What you need to do: Your task is to print every entry below exactly as given.

━━━━━━━━

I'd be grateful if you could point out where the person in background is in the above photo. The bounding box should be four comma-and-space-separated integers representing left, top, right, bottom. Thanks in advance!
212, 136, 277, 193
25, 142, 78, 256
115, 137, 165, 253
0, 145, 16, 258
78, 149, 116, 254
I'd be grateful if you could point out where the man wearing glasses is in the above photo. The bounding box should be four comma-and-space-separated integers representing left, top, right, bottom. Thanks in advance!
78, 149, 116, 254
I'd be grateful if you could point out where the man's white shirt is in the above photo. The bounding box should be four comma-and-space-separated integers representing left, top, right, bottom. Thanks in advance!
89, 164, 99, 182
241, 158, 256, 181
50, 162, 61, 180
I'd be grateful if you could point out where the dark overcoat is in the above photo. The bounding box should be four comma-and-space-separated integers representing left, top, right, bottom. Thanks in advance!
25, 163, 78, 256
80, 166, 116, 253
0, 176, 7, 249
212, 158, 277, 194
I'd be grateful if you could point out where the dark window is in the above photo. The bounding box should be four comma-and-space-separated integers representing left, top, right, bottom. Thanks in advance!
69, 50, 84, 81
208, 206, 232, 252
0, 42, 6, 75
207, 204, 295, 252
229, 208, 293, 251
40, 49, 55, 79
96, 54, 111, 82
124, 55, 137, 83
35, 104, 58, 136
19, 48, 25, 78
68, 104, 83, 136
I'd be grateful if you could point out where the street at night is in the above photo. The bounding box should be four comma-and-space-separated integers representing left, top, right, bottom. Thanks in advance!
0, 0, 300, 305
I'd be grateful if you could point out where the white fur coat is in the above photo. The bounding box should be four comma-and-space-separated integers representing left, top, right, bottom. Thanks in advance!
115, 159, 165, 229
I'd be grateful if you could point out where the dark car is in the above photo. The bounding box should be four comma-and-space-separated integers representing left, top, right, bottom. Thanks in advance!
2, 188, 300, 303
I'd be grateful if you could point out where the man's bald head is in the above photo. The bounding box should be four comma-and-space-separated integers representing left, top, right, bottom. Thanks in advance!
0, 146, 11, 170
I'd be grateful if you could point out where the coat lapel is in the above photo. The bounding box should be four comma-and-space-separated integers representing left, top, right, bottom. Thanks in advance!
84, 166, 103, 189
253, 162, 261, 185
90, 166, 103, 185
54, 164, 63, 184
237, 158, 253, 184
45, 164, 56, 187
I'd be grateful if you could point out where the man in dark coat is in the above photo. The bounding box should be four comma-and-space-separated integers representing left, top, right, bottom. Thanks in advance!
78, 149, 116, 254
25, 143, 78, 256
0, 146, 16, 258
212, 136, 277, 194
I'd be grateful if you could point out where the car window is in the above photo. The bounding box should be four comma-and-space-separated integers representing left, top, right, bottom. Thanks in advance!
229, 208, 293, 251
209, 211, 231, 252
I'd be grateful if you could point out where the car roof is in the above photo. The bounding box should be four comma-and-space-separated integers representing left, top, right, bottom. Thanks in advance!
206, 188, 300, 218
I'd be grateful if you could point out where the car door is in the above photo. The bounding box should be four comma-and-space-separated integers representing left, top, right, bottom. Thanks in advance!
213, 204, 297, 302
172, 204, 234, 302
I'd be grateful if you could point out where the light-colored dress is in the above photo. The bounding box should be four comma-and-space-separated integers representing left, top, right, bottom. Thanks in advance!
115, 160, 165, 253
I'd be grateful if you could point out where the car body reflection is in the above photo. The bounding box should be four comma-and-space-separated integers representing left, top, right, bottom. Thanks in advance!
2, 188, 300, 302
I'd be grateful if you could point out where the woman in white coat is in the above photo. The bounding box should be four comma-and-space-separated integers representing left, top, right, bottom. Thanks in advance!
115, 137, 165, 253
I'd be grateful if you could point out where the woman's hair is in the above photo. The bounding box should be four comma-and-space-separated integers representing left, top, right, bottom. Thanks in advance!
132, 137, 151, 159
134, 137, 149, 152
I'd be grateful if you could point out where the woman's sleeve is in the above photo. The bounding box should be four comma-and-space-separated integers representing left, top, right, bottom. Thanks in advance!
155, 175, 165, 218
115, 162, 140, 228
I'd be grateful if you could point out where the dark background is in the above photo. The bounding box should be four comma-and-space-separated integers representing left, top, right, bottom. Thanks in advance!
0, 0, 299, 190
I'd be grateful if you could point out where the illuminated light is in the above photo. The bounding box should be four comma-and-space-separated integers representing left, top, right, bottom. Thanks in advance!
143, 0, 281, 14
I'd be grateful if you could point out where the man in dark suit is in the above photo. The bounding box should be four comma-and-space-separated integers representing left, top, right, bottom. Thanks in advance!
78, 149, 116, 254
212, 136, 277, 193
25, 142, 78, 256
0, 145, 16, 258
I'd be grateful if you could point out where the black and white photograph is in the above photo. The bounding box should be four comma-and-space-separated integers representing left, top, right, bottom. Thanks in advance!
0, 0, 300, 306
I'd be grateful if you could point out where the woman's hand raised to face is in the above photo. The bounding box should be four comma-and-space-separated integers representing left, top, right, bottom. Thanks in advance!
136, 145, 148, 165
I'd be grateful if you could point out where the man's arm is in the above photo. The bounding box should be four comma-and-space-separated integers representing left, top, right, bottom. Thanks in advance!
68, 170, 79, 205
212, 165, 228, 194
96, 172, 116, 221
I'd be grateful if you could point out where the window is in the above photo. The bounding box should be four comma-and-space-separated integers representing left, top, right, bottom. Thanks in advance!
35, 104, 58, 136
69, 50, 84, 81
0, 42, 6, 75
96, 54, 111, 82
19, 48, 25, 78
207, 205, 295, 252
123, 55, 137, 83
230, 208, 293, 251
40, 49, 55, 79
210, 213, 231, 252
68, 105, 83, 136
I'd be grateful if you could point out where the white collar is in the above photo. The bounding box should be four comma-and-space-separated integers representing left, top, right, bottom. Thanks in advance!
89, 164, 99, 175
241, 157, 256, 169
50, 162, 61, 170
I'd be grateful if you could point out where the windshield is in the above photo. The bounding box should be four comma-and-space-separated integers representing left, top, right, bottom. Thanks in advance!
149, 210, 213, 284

━━━━━━━━

Result of this exercise:
I'd be grateful if you could point out where the person in background is in the above photo. The bounding box should be four comma-and-space-separated integers representing left, top, right, bottom. Thanks in advance!
212, 136, 277, 193
25, 142, 78, 256
115, 137, 165, 253
0, 145, 16, 258
78, 149, 116, 254
I'd be grateful if you could point out where the man wearing glasses is in the above photo. The bounding box should be four comma-and-space-separated integers representing left, top, right, bottom. Thanks in advance!
78, 149, 116, 254
I'd be grateful if you could point out where the man's white shirt is in the above photo. The bounding box should be four comma-and-space-separated integers representing left, top, right, bottom. Thanks in advance!
89, 164, 99, 182
241, 158, 256, 181
50, 162, 61, 180
I'd be grateful if you could point out where the dark overcoat is in the above photo. The bounding box should be four comma-and-space-separated integers representing left, top, right, bottom. Thanks in advance!
25, 163, 78, 256
80, 166, 116, 253
0, 176, 7, 249
212, 158, 277, 194
I'd be grateful if you could point out where the dark window is in the above photo. The bounding box should be four comma-and-space-separated integers representing left, top, right, bottom. Thanks in advance!
69, 50, 84, 81
208, 206, 232, 252
0, 42, 6, 75
207, 204, 295, 252
229, 208, 293, 251
40, 49, 55, 79
96, 54, 111, 82
124, 55, 137, 83
35, 104, 58, 136
19, 48, 25, 78
68, 104, 83, 136
I'd be grateful if you could point out where the street at night is in the above photo. The bounding box should be four comma-and-space-separated integers representing left, top, right, bottom. Thanks in advance!
0, 0, 300, 305
I'd be grateful if you could point out where the white fur coat is in the above photo. The bounding box should be four comma-and-space-separated integers representing left, top, right, bottom. Thanks in advance!
115, 159, 165, 229
I'd be grateful if you could point out where the dark car is in the above photo. The bounding box should be four comma-and-space-separated integers representing left, top, right, bottom. Thanks in advance!
2, 188, 300, 303
I'd be grateful if you could point out where the man's bald head is in the above photo. The bounding box should be four comma-and-space-separated integers representing left, top, right, bottom. Thanks in advance!
0, 146, 11, 170
I'd be grateful if you could point out where the coat lapel is in the above photo. The bounding box should be four comma-and-space-separated integers representing left, top, right, bottom. Thanks in advance!
84, 166, 103, 189
253, 162, 261, 185
90, 166, 103, 185
54, 164, 63, 184
237, 158, 253, 184
45, 164, 56, 187
I'd be grateful if you could point out where the man in dark coat is in the above photo. The bounding box should be four comma-and-space-separated integers representing left, top, right, bottom. Thanks in advance!
78, 149, 116, 254
25, 143, 78, 256
0, 146, 16, 258
212, 136, 277, 194
I'd be grateful if you could point out where the car window is in the above photo. The bounding box should be four comma-and-space-separated integers representing left, top, right, bottom. Thanks in advance!
229, 208, 293, 251
209, 211, 231, 252
I'd be grateful if you could point out where the car roof is in the above photo. The bounding box should be four comma-and-space-separated integers representing left, top, right, bottom. Thanks in advance!
206, 188, 300, 218
I'd be grateful if you could point out where the car door is in the above photo. The bounding box should be four comma-and-space-separated integers representing left, top, right, bottom. Thanks in advance!
213, 204, 297, 302
172, 204, 234, 302
I'd be grateful if you could point out where the light-colored dress is in the above photo. The bounding box should be four comma-and-space-separated integers representing left, top, right, bottom. Thanks in advance!
115, 160, 165, 253
I'd be grateful if you could point out where the car body reflection is in the above photo. The bounding box should be four comma-and-space-separated integers representing left, top, right, bottom. Thanks in advance!
2, 188, 300, 302
I'd be grateful if you could point out where the woman in white coat is in the above photo. The bounding box should be four comma-and-space-separated integers representing left, top, right, bottom. Thanks in advance!
115, 137, 165, 253
I'd be grateful if you could point out where the woman's hair is in the above photo. The bounding box should be four comma-and-space-separated integers representing left, top, right, bottom. Thanks in advance!
132, 137, 151, 159
134, 137, 149, 152
I'd be grateful if you could point out where the woman's sleeve is in the above photo. The bounding box should be four comma-and-space-separated integers representing left, top, right, bottom. Thanks in advance!
155, 175, 165, 218
115, 162, 140, 228
I'd be grateful if you could point out where the dark background is in the above photo. The bounding box should be four comma-and-space-separated integers representing left, top, right, bottom. Thanks in advance!
0, 0, 299, 190
I'd be grateful if you could point out where the illuminated light is in the above photo. The bounding box should be four comma-and-space-separated integers representing left, top, right, bottom. Thanks in advance!
143, 0, 281, 14
I'd be grateful if you could point out where the man in dark suit is in the above photo. The bounding box should be four comma-and-space-separated integers representing left, top, right, bottom. Thanks in advance!
78, 149, 116, 254
212, 136, 277, 193
25, 142, 78, 256
0, 145, 16, 258
I'd be grateful if you could point out where the black and white photograph is in the above photo. The bounding box should be four comma-and-space-separated integers representing left, top, right, bottom. Thanks in advance!
0, 0, 300, 306
I'd be grateful if you could point out where the woman's hand raised to face is in the above photo. The bounding box should be four comma-and-space-separated integers representing left, top, right, bottom. Thanks in advance!
136, 145, 148, 165
I'd be grateful if you could point out where the man's arm is in the above photo. The bounding box should be four comma-and-space-separated integers representing left, top, right, bottom. Thanks in advance!
68, 170, 79, 205
212, 165, 228, 194
96, 172, 116, 221
I'd be grateful if you could point out where the window is in the above photo. The bounding box should be four comma-and-space-separated integers representing left, top, right, bottom. Thanks in advance!
35, 104, 58, 136
69, 50, 84, 81
0, 42, 6, 75
96, 54, 111, 82
19, 48, 25, 78
207, 205, 295, 252
123, 55, 137, 83
230, 208, 293, 251
40, 49, 55, 79
210, 213, 231, 252
68, 105, 83, 136
I'd be grateful if you could point out where the white collar is in the above photo. The bounding box should be four comma-and-space-separated integers representing left, top, right, bottom. Thanks in advance!
89, 164, 99, 175
241, 157, 256, 169
50, 162, 61, 170
I'd be grateful if you could point out where the windshield is in the above photo. The bounding box should be four comma-and-space-separated integers representing left, top, right, bottom. Thanks in advance!
149, 210, 213, 284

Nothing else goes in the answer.